**INSTRUCTION**
Revise everything from the line containing "the white surfboard." down to the end of the records, swapping "instance" for "occurrence" and changing nothing else. Leave the pictures out of your answer.
==*==
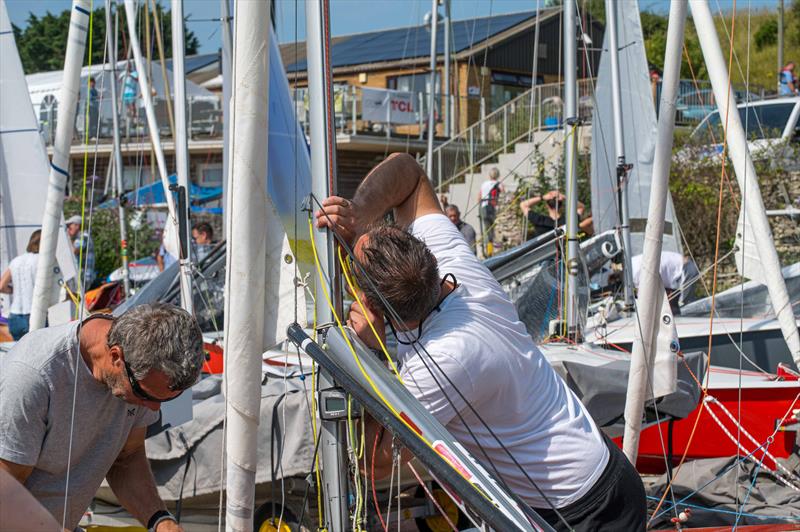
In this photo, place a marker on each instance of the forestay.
(639, 120)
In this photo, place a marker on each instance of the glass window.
(210, 175)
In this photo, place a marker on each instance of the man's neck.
(93, 345)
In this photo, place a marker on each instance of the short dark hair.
(33, 241)
(204, 227)
(400, 268)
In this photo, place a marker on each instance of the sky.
(347, 16)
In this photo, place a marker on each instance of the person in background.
(130, 90)
(555, 213)
(18, 280)
(164, 259)
(466, 230)
(202, 237)
(671, 270)
(488, 196)
(123, 368)
(450, 307)
(83, 247)
(788, 81)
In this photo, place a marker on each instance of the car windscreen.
(759, 121)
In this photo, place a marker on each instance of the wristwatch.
(156, 518)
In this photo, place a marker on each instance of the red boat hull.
(760, 411)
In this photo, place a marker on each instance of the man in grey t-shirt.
(117, 371)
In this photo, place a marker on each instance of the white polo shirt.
(479, 342)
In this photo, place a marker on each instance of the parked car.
(771, 125)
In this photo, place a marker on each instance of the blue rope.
(752, 484)
(717, 477)
(790, 518)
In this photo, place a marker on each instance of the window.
(414, 82)
(209, 175)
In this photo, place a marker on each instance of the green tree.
(41, 44)
(767, 34)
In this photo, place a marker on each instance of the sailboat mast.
(619, 147)
(323, 172)
(171, 226)
(571, 124)
(643, 355)
(118, 168)
(432, 91)
(746, 176)
(181, 150)
(59, 164)
(446, 78)
(227, 45)
(246, 261)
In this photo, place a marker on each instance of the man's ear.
(116, 356)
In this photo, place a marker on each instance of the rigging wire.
(81, 269)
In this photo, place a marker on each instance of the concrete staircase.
(517, 167)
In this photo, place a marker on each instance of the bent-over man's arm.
(132, 481)
(397, 183)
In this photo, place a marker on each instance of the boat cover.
(714, 489)
(187, 459)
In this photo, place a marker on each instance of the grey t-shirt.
(37, 379)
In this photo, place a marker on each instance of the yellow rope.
(366, 375)
(354, 291)
(81, 288)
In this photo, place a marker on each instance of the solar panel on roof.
(412, 42)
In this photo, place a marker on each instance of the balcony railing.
(204, 120)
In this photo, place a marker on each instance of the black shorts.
(615, 503)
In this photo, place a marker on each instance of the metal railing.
(204, 117)
(538, 109)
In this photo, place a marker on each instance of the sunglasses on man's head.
(137, 389)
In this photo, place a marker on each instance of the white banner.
(396, 107)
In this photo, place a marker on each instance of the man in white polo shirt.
(461, 324)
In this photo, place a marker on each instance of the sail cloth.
(639, 129)
(24, 171)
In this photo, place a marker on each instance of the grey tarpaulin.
(199, 441)
(718, 501)
(602, 390)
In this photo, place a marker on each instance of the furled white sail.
(23, 161)
(748, 260)
(639, 119)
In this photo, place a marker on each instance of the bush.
(767, 34)
(142, 242)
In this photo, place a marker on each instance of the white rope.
(748, 453)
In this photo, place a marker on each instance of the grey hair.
(162, 337)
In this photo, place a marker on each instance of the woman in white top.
(18, 281)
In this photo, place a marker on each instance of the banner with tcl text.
(381, 105)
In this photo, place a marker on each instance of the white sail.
(651, 359)
(748, 261)
(24, 166)
(639, 119)
(253, 229)
(746, 175)
(59, 164)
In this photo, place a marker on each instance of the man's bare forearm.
(132, 482)
(388, 185)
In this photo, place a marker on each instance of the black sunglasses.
(137, 389)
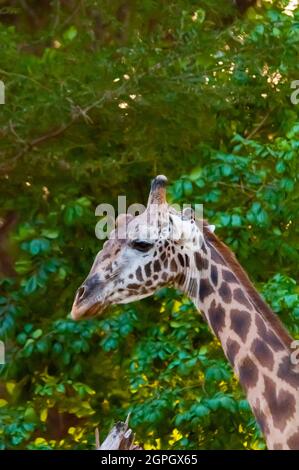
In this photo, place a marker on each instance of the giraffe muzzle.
(87, 301)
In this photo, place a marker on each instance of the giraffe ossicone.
(164, 247)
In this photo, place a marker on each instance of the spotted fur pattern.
(252, 338)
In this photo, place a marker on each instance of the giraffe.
(164, 247)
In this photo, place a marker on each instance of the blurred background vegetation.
(100, 97)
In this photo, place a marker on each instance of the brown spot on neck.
(225, 257)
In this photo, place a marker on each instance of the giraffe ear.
(180, 228)
(188, 213)
(122, 219)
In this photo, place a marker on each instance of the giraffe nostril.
(80, 293)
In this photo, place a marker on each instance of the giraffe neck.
(252, 338)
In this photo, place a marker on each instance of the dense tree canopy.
(100, 97)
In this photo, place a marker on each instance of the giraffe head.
(141, 255)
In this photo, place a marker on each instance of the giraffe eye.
(141, 245)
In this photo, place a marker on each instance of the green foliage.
(99, 98)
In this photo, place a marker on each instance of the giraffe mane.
(232, 262)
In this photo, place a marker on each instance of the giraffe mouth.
(89, 311)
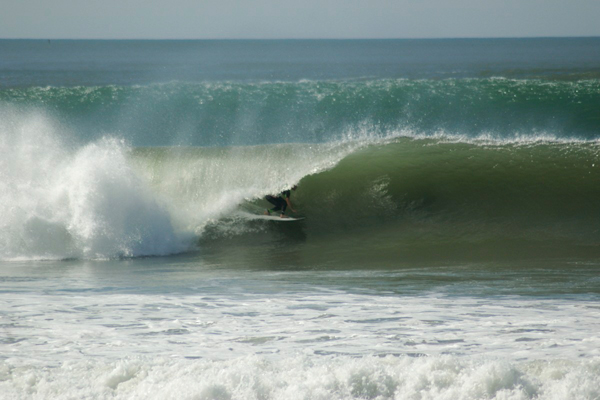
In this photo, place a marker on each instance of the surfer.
(280, 202)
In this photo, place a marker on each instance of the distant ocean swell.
(228, 113)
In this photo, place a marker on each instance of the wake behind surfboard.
(270, 217)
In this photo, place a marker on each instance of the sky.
(298, 19)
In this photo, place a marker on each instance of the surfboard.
(277, 218)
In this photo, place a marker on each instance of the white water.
(104, 200)
(189, 331)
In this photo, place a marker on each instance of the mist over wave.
(237, 113)
(400, 165)
(61, 201)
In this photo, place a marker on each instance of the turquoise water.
(449, 247)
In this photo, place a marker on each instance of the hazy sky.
(213, 19)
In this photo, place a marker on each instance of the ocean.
(449, 246)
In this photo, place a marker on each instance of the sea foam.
(65, 201)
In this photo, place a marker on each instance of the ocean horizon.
(448, 246)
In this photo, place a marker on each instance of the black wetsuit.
(279, 201)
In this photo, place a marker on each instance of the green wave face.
(402, 199)
(219, 114)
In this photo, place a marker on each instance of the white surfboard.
(270, 217)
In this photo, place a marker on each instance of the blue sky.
(272, 19)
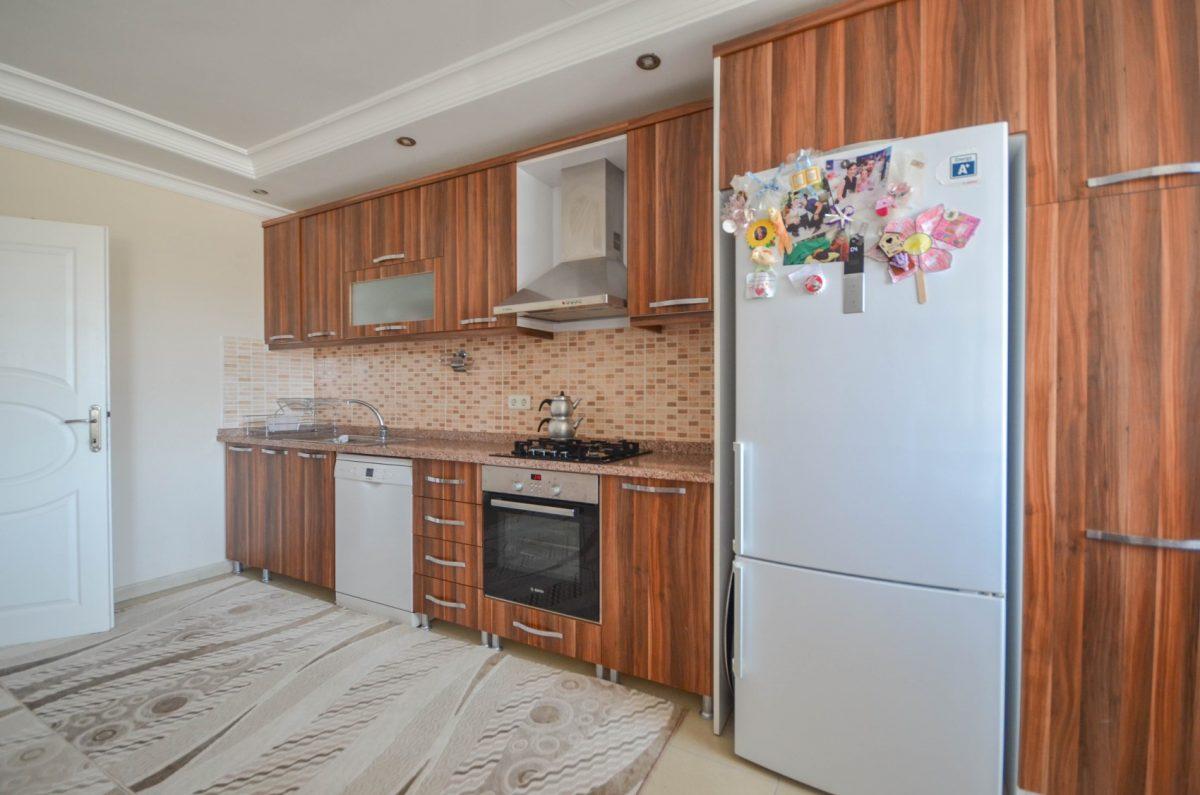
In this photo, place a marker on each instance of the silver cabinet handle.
(635, 486)
(1144, 173)
(540, 633)
(456, 565)
(678, 302)
(453, 605)
(1185, 544)
(93, 420)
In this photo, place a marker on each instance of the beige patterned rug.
(235, 686)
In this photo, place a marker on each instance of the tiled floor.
(695, 760)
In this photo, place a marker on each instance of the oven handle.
(553, 510)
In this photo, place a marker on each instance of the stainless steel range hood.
(591, 282)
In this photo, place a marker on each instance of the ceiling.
(305, 97)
==*==
**EXERCISE ANSWER**
In this photo, place a marker on each occurrence of the white surfboard.
(270, 217)
In this photo, place a marker on each occurrence of the blue sky.
(272, 19)
In this photo, place a marker on each occurrence of the silver cabinet handle.
(635, 486)
(1144, 173)
(540, 633)
(456, 565)
(678, 302)
(453, 605)
(1185, 544)
(93, 420)
In this photo, place a marker on each occurrence of the beige patterned rug.
(235, 686)
In this photo, place a marker on each occurrence of the tiled floor.
(695, 760)
In this photo, place a marker on each occurrence of the oven handle.
(553, 510)
In this photo, place a marker on each occurrence of the stainless steel range hood.
(591, 282)
In this photo, place a marker on each occurrence of the ceiling.
(305, 97)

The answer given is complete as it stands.